EXERCISE BRIEF: Output all lines exactly.

INPUT MATERIAL:
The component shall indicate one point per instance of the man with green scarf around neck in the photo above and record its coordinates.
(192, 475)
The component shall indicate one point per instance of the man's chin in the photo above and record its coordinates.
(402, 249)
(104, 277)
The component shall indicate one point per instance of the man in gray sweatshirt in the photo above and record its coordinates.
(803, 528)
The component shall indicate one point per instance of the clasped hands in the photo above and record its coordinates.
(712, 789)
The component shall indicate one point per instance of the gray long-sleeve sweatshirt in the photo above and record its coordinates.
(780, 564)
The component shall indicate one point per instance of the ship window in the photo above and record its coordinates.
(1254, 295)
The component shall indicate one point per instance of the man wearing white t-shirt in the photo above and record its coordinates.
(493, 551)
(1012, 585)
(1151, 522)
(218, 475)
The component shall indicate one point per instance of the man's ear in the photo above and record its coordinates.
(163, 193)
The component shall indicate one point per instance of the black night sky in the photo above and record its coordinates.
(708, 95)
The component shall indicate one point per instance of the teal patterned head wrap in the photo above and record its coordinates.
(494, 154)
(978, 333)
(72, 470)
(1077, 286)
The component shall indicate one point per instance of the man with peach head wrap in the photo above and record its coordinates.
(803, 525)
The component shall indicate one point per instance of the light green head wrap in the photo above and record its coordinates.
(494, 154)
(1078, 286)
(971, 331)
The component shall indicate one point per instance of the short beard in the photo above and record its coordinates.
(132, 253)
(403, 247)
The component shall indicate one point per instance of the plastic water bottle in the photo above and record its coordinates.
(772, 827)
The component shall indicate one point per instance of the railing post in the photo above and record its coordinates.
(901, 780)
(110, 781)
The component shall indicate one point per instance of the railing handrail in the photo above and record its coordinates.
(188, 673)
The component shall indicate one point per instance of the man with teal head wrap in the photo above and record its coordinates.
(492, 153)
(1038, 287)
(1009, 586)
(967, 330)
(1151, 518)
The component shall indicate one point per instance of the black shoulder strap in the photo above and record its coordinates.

ANSWER FOR THE TASK:
The component shall indicate one point per instance of the man with green scarf around neck in the photo above and record its coordinates.
(192, 475)
The component shall indicate one point per instance of the man's chin in the photo above and record its coordinates.
(402, 249)
(104, 277)
The component shall indicate one point per instance of the man in gray sweatshirt in the photo above and record its coordinates.
(803, 528)
The component shall indicate one point per instance of the clasped hands in the photo above and record its coordinates.
(712, 789)
The component shall indicate one point per instance of the gray long-sleeve sweatshirt in the photo above and record its coordinates.
(780, 564)
The component shall indicate one point per instance of the ship window in the photo above and record its coordinates.
(1254, 295)
The component shall indicate one point per instance of the man wearing white t-shirt in the photo above and record its coordinates.
(493, 551)
(1012, 585)
(1151, 522)
(218, 475)
The component shall indicate one point per instance of the man's ear in the photo above and record its coordinates.
(163, 193)
The component shall indicate one point per instance of the black night sky in the photo above and record its coordinates.
(708, 95)
The component shall indicate one point per instance of the teal patterned head wrap in the photo above and record its coordinates.
(494, 154)
(978, 333)
(72, 470)
(1077, 286)
The component shall indicate one point per instance of the man with peach head wrap in the photo above and record its coordinates.
(803, 525)
The component shall indicate one point per instance of the light green head wrap in the photo above and record its coordinates.
(494, 154)
(1078, 286)
(971, 331)
The component shall indicate one point per instance of the short beard in the photo above and record its coordinates.
(132, 253)
(403, 247)
The component shall indicate one point per instance of the plastic water bottle in the photo above and record its coordinates.
(772, 827)
The component shall indicate one point per instance of the railing post in the photo above and record its coordinates.
(901, 780)
(110, 781)
The component shall indicate one point per instance of the railing handrail in the photo above and record its coordinates.
(188, 673)
The component shall indicate one point per instance of the man with teal head wrap in the photo above and record its coordinates.
(492, 153)
(1038, 287)
(1009, 586)
(967, 330)
(1151, 518)
The component shall indicate one point per instance of the black shoulder strap in the photo above and record its coordinates.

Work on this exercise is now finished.